[Task goal]: Only the lines from the one containing "stem in the photo above." through the end of the records should be retyped, exactly and including both ends; pictures stay out.

>>>>>

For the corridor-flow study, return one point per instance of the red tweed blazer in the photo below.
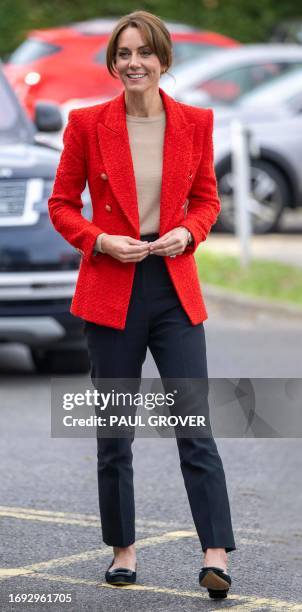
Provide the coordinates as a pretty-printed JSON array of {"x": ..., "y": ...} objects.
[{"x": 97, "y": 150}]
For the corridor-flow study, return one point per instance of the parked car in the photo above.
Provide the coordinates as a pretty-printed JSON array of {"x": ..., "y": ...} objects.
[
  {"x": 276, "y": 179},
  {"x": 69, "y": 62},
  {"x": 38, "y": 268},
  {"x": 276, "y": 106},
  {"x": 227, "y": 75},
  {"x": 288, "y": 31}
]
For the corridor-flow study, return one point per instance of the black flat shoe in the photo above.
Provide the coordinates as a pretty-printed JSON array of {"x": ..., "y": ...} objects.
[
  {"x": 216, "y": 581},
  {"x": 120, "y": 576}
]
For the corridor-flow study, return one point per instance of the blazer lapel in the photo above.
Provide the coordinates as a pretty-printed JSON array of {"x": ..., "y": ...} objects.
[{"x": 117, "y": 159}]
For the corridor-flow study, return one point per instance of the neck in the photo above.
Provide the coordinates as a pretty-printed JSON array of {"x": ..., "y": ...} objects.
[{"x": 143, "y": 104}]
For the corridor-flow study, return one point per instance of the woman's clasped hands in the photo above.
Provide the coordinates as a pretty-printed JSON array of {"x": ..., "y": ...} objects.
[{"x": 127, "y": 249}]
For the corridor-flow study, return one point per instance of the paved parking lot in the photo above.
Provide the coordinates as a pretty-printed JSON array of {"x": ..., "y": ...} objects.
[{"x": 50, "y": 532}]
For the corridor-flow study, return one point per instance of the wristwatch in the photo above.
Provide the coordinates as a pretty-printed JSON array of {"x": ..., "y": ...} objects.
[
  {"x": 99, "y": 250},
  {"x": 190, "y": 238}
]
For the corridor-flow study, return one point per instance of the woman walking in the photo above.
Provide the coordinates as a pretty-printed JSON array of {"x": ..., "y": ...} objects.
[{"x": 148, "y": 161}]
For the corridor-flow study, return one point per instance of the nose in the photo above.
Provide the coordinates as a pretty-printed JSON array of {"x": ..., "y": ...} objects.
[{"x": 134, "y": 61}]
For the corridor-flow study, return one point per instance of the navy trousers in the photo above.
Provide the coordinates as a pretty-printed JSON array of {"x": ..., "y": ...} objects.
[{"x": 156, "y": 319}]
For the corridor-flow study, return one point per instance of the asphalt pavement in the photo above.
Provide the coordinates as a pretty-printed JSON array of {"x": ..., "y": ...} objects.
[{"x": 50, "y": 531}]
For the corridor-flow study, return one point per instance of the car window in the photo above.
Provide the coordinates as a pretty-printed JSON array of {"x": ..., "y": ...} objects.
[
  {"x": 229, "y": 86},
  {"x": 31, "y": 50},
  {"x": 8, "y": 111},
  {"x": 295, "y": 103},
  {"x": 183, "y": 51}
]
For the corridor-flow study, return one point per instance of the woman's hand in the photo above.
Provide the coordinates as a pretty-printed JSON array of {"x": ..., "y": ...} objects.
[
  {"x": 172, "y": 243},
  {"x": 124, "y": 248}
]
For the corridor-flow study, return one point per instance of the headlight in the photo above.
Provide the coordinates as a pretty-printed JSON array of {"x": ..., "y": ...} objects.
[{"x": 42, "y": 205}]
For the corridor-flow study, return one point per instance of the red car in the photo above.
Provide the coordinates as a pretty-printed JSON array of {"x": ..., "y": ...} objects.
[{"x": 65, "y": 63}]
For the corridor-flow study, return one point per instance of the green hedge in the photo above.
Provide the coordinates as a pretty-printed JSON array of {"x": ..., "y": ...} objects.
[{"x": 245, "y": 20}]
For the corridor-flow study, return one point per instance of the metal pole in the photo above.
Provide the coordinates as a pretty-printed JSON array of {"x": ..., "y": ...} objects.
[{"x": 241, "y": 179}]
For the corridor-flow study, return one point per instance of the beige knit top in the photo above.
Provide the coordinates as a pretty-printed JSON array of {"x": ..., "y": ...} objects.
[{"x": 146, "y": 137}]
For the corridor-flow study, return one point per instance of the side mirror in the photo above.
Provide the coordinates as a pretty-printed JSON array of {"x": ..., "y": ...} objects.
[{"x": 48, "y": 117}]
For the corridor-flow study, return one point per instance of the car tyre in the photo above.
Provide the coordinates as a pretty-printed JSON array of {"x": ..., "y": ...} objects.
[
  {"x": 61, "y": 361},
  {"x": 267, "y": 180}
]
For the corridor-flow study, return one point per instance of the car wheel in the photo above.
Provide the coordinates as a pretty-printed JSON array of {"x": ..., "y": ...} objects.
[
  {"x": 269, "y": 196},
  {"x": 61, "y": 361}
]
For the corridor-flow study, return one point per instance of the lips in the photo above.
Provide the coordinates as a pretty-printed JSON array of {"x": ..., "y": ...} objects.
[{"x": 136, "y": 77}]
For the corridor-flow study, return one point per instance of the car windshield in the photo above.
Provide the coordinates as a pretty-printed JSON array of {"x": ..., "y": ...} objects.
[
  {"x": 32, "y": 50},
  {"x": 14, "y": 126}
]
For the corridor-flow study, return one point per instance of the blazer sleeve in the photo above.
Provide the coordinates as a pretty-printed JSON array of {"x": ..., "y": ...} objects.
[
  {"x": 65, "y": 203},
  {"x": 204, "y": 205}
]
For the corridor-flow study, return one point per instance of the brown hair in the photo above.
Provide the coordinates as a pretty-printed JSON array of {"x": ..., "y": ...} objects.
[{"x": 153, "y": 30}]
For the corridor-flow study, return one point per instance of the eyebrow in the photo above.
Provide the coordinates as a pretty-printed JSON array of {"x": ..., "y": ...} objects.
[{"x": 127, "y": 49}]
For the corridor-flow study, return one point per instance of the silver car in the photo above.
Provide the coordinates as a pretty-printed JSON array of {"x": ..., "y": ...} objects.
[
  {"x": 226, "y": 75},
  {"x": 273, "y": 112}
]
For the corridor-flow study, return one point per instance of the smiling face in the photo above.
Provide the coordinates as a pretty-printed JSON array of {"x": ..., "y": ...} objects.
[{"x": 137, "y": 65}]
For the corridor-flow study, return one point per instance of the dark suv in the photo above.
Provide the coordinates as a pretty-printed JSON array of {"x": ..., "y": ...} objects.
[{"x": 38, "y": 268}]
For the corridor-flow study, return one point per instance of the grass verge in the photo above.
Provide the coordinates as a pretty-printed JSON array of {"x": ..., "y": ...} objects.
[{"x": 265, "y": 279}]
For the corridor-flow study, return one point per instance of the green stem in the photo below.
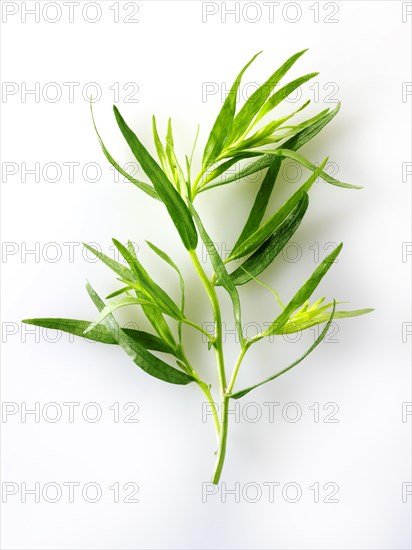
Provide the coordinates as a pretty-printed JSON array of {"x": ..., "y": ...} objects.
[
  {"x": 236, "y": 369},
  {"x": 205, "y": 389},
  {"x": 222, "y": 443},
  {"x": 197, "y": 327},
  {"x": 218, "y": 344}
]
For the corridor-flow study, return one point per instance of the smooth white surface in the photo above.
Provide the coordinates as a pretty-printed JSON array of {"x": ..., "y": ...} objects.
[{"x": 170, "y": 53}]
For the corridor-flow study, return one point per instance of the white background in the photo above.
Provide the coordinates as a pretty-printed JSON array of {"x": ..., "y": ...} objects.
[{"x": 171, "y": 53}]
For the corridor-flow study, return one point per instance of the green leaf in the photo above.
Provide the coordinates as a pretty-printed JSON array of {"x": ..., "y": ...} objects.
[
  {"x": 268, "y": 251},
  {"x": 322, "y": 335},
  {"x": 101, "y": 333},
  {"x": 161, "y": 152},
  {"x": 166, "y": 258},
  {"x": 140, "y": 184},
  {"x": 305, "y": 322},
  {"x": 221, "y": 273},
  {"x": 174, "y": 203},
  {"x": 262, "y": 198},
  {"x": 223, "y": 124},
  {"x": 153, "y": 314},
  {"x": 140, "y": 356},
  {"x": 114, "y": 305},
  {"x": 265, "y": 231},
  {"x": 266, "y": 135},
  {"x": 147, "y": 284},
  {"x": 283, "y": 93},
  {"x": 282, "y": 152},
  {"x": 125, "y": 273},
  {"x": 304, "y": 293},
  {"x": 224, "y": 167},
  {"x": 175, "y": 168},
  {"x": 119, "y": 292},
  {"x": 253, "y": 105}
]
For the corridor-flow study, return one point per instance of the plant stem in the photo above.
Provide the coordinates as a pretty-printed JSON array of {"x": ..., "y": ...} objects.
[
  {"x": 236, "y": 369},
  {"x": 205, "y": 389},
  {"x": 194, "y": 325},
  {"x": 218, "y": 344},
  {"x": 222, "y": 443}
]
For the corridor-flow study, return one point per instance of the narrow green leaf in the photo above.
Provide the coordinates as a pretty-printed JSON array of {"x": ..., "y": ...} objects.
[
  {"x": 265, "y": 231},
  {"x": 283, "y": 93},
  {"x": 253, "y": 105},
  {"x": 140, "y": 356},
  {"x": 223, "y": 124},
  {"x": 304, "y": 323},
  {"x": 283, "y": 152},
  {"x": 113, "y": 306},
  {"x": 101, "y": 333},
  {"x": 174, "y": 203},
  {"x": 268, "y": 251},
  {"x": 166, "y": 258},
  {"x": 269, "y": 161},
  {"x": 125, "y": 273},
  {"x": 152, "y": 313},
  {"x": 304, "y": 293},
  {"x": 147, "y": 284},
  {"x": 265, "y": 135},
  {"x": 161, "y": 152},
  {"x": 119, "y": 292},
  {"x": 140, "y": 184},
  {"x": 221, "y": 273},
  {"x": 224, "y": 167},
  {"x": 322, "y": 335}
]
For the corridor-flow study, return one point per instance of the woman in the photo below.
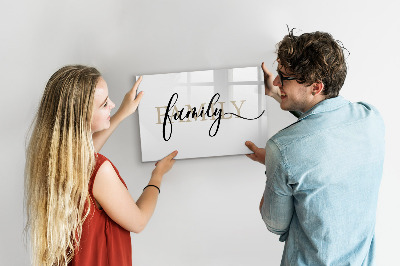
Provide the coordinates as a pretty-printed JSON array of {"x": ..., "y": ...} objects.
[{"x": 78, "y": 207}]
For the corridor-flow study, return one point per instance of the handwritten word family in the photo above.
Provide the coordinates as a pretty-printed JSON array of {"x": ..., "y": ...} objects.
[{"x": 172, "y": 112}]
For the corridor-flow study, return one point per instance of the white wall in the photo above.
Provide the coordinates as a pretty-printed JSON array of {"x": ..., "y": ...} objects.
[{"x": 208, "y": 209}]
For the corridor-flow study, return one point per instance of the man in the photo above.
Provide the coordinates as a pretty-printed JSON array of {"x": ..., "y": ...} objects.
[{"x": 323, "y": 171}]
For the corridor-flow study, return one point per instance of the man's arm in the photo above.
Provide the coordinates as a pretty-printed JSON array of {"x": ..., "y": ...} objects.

<<<<<

[Exercise response]:
For the corridor-flow study, return one point per instance of the plant stem in the photo above.
Provide the coordinates as a pretty-printed JSON array of {"x": ..., "y": ...} objects.
[
  {"x": 236, "y": 369},
  {"x": 205, "y": 389},
  {"x": 194, "y": 325},
  {"x": 218, "y": 344},
  {"x": 222, "y": 443}
]
For the corridor-flow study, return one point per instance of the narrow green leaf in the photo above.
Provide the coordinates as a pretty-printed JSON array of {"x": ..., "y": ...} objects.
[
  {"x": 265, "y": 231},
  {"x": 283, "y": 93},
  {"x": 253, "y": 105},
  {"x": 140, "y": 356},
  {"x": 223, "y": 124},
  {"x": 304, "y": 323},
  {"x": 283, "y": 152},
  {"x": 113, "y": 306},
  {"x": 101, "y": 333},
  {"x": 174, "y": 203},
  {"x": 268, "y": 251},
  {"x": 166, "y": 258},
  {"x": 269, "y": 161},
  {"x": 125, "y": 273},
  {"x": 152, "y": 313},
  {"x": 304, "y": 293},
  {"x": 147, "y": 284},
  {"x": 265, "y": 135},
  {"x": 161, "y": 152},
  {"x": 119, "y": 292},
  {"x": 140, "y": 184},
  {"x": 221, "y": 273},
  {"x": 224, "y": 167},
  {"x": 322, "y": 335}
]
For the corridor-flow study, return one point per instance of the woman in the photo below.
Provide the coordinates as a pretty-printed JSON array of {"x": ..., "y": ...} objects.
[{"x": 78, "y": 207}]
For the corridor-flow study, return one point per instance of the handwritten word family in the photo above.
Provide the coordinates as a pretty-printed JSON array of {"x": ..., "y": ...} objects.
[{"x": 172, "y": 112}]
For the corridor-flow study, return one point per instance of the white wall in the photo above.
Provide the coordinates as a pretty-printed JSON array of {"x": ..., "y": ...} objects.
[{"x": 208, "y": 209}]
For the corridor-flow study, return one point per instance of the man in the photo above.
Provide the coordinates as a pretty-printed JSON array of {"x": ..., "y": ...} objects.
[{"x": 323, "y": 171}]
For the corridor-flow study, return one point per instance of the man's arm in the photo above.
Provide the coordinates as a pretty-printed JSON array of {"x": ..., "y": ...} objects.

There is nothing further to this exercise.